▶ [Instructions to follow]
Pull out every line in the entries below that contains the word "wooden", and copy each one. Case counts.

================================

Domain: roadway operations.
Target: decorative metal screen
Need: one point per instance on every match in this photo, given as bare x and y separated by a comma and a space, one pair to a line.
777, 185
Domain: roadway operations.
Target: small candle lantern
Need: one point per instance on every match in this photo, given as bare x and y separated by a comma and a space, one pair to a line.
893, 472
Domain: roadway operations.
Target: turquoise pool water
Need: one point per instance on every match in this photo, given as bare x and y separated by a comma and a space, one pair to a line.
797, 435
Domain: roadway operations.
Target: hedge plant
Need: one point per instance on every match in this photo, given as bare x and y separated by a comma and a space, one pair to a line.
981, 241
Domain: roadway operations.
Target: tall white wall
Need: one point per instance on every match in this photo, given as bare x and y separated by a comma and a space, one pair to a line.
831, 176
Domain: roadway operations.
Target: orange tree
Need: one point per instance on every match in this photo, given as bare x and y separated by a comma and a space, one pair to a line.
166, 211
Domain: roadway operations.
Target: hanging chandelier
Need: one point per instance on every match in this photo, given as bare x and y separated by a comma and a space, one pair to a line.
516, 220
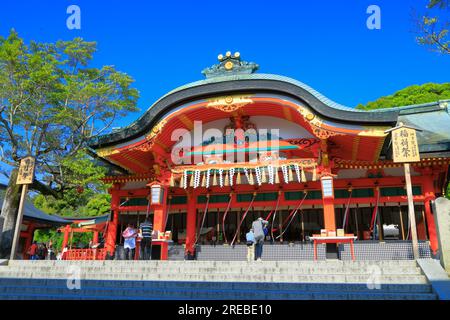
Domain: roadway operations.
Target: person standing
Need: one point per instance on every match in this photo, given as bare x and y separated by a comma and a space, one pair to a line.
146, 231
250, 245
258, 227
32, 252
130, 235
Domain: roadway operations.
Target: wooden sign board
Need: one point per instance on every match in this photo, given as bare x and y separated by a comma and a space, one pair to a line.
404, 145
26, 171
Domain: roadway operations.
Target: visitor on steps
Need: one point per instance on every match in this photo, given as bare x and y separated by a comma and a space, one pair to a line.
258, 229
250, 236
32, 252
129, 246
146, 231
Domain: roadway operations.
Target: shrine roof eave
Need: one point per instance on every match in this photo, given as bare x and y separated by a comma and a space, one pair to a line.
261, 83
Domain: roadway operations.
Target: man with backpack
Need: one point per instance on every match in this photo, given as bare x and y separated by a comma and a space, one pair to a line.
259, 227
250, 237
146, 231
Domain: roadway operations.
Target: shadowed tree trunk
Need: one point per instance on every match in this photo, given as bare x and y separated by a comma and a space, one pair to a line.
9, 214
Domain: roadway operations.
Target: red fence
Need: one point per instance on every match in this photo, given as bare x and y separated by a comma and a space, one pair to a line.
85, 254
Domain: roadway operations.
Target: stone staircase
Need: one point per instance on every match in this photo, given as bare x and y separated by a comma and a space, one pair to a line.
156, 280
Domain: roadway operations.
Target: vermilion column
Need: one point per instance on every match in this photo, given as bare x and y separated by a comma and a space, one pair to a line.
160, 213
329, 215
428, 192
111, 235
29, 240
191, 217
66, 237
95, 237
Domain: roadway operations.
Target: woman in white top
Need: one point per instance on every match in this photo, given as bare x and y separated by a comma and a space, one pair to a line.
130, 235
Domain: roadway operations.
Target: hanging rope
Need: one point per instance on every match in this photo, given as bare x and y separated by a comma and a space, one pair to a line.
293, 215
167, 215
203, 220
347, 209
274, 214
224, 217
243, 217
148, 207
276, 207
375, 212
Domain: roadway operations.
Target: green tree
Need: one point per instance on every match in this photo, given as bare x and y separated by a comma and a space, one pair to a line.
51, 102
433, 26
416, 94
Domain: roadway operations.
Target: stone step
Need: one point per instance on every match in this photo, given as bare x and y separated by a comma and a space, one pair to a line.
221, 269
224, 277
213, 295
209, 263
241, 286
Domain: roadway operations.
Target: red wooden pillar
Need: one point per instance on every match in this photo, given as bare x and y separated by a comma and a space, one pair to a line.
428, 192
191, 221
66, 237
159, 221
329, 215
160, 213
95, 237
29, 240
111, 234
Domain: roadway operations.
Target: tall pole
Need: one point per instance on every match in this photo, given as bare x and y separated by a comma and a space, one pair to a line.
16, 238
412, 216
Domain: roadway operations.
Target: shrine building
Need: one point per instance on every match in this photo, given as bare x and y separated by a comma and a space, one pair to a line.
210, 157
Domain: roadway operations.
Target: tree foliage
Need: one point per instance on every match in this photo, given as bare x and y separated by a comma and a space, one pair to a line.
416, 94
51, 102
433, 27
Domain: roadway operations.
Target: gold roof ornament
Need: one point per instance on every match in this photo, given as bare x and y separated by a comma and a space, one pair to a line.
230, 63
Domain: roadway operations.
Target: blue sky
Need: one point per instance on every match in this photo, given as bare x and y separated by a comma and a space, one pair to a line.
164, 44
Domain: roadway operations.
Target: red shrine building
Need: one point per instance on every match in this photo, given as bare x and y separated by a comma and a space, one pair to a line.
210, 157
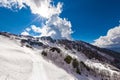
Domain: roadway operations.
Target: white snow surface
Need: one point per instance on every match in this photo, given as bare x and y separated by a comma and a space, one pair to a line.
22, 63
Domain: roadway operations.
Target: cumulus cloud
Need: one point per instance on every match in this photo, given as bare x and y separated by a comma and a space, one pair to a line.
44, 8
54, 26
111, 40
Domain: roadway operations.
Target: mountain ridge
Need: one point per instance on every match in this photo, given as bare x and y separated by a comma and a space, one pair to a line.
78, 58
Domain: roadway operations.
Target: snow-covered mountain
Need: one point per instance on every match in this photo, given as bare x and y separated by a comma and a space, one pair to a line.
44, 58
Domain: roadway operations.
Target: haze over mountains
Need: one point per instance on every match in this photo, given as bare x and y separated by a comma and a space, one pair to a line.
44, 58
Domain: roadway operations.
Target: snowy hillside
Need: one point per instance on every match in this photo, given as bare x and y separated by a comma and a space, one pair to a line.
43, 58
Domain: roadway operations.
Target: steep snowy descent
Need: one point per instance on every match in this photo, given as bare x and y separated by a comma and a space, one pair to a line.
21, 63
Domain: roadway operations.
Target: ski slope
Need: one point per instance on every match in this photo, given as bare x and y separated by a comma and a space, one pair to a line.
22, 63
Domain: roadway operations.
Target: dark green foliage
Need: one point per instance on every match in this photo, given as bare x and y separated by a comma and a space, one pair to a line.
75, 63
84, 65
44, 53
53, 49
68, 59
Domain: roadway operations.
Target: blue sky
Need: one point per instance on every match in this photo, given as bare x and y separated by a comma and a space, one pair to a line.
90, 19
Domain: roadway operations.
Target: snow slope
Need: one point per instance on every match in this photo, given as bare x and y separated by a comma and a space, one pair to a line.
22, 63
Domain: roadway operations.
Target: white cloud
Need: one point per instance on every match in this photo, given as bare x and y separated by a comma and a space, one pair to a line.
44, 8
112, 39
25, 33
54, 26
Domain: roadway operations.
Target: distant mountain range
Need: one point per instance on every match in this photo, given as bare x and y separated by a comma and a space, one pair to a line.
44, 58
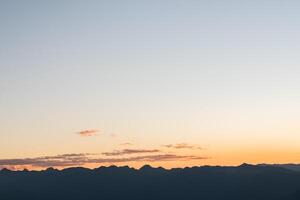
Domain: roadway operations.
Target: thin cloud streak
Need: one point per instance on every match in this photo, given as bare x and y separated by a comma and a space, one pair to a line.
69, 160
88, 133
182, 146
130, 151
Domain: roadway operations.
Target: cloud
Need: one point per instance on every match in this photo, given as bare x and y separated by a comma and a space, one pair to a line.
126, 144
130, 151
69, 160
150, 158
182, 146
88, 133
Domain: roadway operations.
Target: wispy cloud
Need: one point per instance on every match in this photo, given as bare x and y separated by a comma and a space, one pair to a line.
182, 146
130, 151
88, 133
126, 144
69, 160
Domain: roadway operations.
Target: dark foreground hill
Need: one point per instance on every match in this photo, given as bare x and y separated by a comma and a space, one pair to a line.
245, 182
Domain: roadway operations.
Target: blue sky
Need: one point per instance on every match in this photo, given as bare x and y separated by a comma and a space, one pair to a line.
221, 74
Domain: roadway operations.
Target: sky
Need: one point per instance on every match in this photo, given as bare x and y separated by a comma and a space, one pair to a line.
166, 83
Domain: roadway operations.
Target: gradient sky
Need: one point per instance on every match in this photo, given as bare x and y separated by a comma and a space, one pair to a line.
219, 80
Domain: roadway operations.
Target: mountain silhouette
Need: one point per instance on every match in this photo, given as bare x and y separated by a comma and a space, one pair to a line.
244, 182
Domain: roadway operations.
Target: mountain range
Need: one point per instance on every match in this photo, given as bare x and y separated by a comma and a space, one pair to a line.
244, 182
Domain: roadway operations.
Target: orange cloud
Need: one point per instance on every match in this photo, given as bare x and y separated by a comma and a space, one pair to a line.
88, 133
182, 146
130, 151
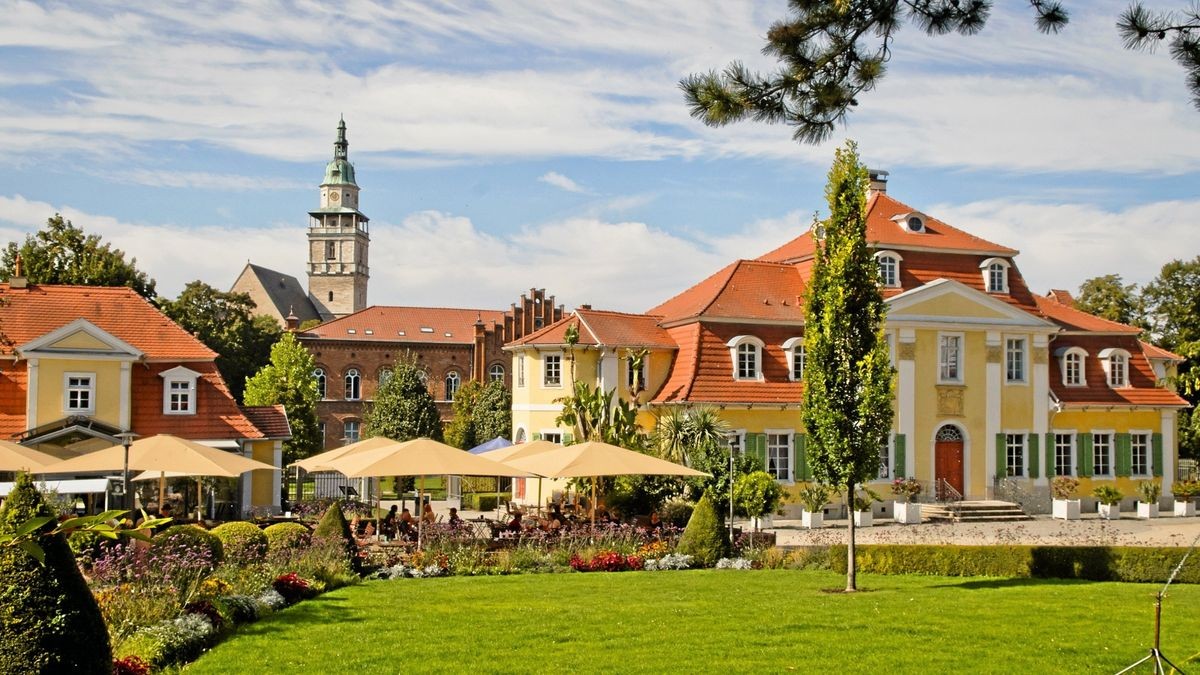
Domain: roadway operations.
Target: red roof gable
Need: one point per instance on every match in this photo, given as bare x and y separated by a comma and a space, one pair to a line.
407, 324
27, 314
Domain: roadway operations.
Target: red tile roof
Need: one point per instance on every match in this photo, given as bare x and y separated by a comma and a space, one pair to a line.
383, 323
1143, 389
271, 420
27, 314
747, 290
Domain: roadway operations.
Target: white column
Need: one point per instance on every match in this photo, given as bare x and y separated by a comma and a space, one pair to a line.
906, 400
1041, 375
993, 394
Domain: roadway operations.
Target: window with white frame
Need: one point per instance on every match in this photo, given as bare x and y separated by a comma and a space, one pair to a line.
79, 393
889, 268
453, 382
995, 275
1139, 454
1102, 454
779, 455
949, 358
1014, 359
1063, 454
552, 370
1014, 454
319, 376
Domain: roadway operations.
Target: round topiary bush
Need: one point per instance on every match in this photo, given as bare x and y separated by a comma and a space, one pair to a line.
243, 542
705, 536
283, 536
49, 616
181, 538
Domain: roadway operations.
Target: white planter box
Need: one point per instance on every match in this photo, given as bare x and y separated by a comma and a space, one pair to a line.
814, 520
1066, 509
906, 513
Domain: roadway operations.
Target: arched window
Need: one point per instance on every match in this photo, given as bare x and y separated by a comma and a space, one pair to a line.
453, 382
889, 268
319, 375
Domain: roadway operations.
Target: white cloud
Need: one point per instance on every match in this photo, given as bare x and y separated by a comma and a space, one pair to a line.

================================

▶ [Exercise answer]
Target: wooden sign board
Target: red wooden pillar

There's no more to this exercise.